Source:
******
Do you know how hard it is to love and respect yourself when you receive messages daily, sometimes overtly hateful, sometimes so subtle you doubt your own perception, that you are not worthy of love and respect the way that you are? Hating fat people is completely accepted in our culture. The second a person is told they can’t say hateful things about fat people, they change their tune to being concerned about health. This is gaslighting and y’all can fuck right off with it. To love and respect yourself when people shamelessly tell you you aren’t worthy, is no less than a revolutionary act. It’s an act that takes up so much of my energy, I often feel like I don’t have any left. I spend my days experiencing these aggressions toward me and using superhero powers to brush that dirt off my shoulders, but after many days of it, I break.
Or, fall, as the case may be.
I am shamelessly digressing. Let’s jog it back to the snowshoeing.
******
Extracted information:
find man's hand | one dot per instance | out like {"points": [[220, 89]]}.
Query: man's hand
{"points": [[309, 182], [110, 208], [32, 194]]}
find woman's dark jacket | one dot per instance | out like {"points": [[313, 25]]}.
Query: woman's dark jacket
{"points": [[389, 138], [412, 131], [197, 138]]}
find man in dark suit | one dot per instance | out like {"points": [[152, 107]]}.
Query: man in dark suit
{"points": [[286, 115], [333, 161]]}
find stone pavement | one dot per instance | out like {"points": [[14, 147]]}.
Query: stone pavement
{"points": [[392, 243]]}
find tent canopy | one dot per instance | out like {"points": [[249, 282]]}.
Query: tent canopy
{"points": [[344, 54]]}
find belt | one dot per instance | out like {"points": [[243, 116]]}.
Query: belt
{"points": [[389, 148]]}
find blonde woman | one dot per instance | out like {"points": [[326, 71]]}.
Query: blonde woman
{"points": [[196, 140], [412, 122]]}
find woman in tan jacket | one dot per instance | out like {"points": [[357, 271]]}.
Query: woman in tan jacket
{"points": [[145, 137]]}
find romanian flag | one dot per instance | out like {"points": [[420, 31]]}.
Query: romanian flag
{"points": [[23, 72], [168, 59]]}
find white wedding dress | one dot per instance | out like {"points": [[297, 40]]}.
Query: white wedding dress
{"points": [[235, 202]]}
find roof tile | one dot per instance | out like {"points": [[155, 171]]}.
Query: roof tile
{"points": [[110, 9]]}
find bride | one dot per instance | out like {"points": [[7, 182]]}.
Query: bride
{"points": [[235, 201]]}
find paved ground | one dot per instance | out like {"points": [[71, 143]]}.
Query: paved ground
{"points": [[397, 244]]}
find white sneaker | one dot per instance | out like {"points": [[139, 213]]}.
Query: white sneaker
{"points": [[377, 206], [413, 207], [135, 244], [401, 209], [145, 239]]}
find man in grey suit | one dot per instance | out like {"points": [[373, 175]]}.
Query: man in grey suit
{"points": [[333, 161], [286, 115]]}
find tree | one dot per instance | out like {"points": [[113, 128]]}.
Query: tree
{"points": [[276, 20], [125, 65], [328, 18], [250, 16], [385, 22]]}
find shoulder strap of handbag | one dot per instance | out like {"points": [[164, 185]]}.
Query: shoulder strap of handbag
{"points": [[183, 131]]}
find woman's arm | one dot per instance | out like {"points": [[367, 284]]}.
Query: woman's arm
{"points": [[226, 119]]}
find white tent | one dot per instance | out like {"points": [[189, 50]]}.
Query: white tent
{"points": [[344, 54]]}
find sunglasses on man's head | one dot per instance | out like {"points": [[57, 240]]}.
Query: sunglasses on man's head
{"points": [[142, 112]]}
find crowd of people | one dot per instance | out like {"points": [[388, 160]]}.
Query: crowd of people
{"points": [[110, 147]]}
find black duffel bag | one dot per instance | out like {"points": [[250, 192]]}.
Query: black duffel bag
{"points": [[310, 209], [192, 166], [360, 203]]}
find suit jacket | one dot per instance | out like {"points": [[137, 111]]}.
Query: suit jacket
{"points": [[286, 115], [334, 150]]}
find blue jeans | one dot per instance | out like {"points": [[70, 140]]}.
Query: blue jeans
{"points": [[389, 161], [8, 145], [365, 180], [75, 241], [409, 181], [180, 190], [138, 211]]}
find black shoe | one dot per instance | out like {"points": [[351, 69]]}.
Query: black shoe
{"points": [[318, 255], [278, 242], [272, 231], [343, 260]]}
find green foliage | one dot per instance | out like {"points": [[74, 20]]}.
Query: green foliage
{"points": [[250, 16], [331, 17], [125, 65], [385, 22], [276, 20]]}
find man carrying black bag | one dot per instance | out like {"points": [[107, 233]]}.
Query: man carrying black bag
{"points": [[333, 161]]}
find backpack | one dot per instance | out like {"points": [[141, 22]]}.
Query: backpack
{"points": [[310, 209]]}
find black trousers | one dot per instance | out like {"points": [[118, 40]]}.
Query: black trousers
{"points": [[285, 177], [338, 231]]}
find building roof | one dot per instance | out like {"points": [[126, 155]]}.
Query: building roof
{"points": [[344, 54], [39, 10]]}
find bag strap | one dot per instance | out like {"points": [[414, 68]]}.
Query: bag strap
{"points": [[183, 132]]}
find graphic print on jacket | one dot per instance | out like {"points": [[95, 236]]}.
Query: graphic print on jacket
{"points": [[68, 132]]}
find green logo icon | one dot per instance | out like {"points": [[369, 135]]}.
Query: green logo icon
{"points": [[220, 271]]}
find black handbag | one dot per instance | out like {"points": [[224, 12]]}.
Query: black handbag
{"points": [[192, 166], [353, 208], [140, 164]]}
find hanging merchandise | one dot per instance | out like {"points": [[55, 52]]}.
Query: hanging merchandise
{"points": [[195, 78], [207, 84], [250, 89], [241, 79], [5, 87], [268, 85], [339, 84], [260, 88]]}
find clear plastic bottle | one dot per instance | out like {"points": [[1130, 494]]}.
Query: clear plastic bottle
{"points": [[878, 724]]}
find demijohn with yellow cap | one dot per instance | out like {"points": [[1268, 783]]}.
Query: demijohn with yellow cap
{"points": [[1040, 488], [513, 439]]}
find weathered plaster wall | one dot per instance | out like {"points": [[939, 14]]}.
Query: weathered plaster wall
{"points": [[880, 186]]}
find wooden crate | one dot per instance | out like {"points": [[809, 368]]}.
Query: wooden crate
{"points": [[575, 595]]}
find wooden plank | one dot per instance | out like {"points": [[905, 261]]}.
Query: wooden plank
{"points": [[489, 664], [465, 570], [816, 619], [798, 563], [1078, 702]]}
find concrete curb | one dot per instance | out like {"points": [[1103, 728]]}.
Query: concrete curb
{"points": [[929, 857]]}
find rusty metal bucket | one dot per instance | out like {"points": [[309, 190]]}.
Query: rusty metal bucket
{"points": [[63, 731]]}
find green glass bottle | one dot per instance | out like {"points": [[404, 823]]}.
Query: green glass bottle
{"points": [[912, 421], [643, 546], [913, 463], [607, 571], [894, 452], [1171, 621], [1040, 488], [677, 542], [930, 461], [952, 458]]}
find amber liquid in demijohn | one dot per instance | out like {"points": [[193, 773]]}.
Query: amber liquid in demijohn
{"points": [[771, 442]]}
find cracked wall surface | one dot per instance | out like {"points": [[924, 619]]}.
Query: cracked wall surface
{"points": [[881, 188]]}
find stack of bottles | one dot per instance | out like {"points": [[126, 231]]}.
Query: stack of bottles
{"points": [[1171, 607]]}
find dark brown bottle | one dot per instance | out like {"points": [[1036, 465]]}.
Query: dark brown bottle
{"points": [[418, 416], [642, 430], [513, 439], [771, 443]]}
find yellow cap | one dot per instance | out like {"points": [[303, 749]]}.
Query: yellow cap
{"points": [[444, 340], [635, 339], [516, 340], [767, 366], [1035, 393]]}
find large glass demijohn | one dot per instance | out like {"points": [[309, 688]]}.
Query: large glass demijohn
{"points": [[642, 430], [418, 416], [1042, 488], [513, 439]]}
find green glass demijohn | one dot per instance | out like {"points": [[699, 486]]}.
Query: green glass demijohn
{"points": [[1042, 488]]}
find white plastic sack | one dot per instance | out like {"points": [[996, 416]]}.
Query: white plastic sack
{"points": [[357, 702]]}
******
Given instruction 1: Summarize the piece on self-respect as a fat person in two sentences.
Given instruction 2: Carry on the piece on self-respect as a fat person from the point where it stops.

Written answer 1: The writer says hating fat people is fully accepted in the culture and calls the shift from hateful remarks to supposed health concern a form of gaslighting. Loving and respecting oneself amid daily messages of unworthiness is described as a revolutionary act that drains so much energy that the writer eventually breaks.

Written answer 2:
I was on the ground, sort of on my belly, and trying to find the clarity to figure out what to do next. Using all fours, a sight I don’t even want to entertain imagining at this point, I push myself up using the up-tilted part of the trail for leverage and quickly grab onto my poles that are standing up in the snow. I’m wobbling like a drunk toddler, but I’m up. Travis then gets down and starts adjusting the straps on my snowshoes and I feel so embarrassed, like, “leave me alone, dad!” but I’m also touched by it. I realize I feel cared for in the exact way that I need and a rush of comfort flows through me. We start walking again and my snowshoes feel noticeably better and more secure, but it’s still rough-going. Within a few hundred yards, I fall again and as I’m going down there is a flash of hopelessness, but fortunately, I’m quickly back up this time. Travis suggests we trade snowshoes and I want to refuse, but by now I know my instincts are not exactly on my side and accepting help is better. Jesse offers me physical support while I wiggle into the new shoes and Travis adjusts everything on me again and I get angsty and uncomfortable, but only for a second. We’re off again and I’m moving better and it’s still really tough and yeah, I fall one more time, but I get right back up and soon we’re miraculously back to the trailhead.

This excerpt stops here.